* [What is expected]:
Each line of the listing below that includes "tape" should be reported.

* [Material shown]:
----------

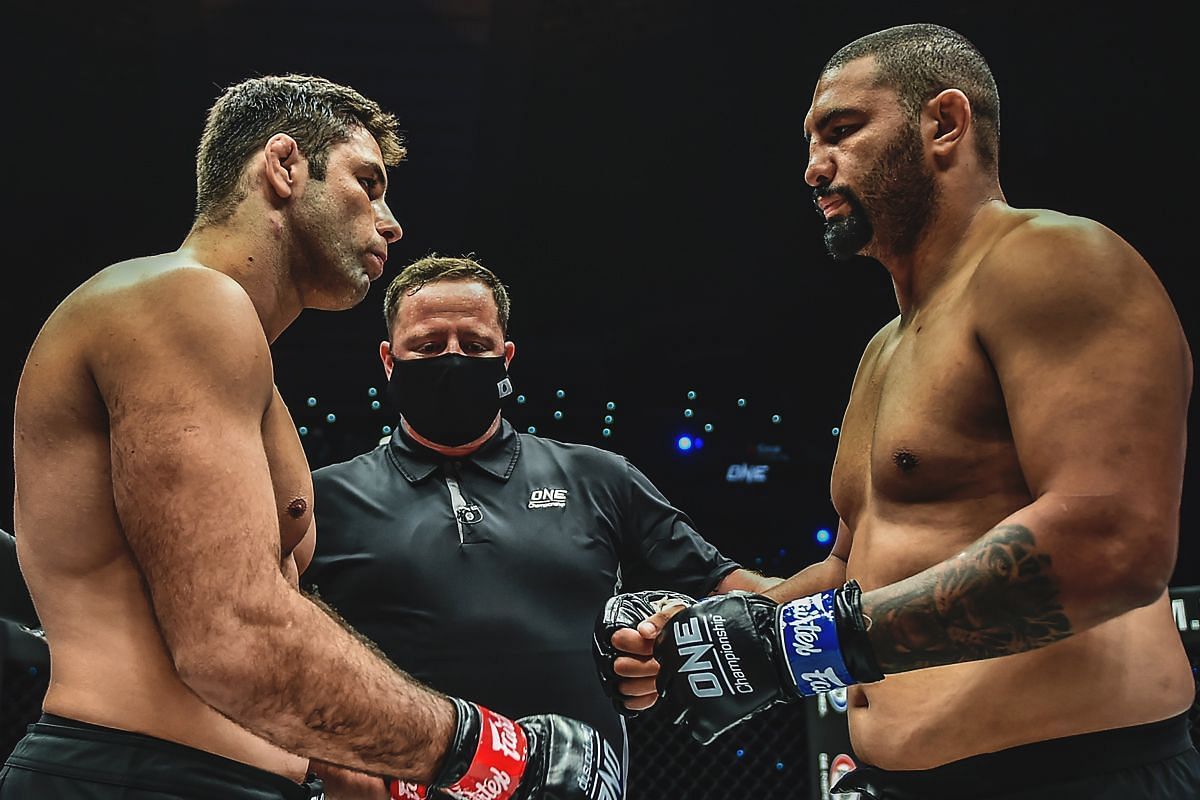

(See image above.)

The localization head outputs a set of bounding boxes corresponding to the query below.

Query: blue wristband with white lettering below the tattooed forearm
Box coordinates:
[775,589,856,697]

----------

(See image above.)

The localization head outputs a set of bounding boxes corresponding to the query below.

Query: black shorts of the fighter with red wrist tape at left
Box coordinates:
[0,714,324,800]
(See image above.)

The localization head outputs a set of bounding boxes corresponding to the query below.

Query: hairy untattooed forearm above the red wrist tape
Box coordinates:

----------

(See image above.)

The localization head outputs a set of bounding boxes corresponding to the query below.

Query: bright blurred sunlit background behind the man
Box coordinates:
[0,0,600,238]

----------

* [Response to the task]:
Query: black shorts of the fighter with red wrist tape at left
Query: hairy untattooed forearm above the red wrist tape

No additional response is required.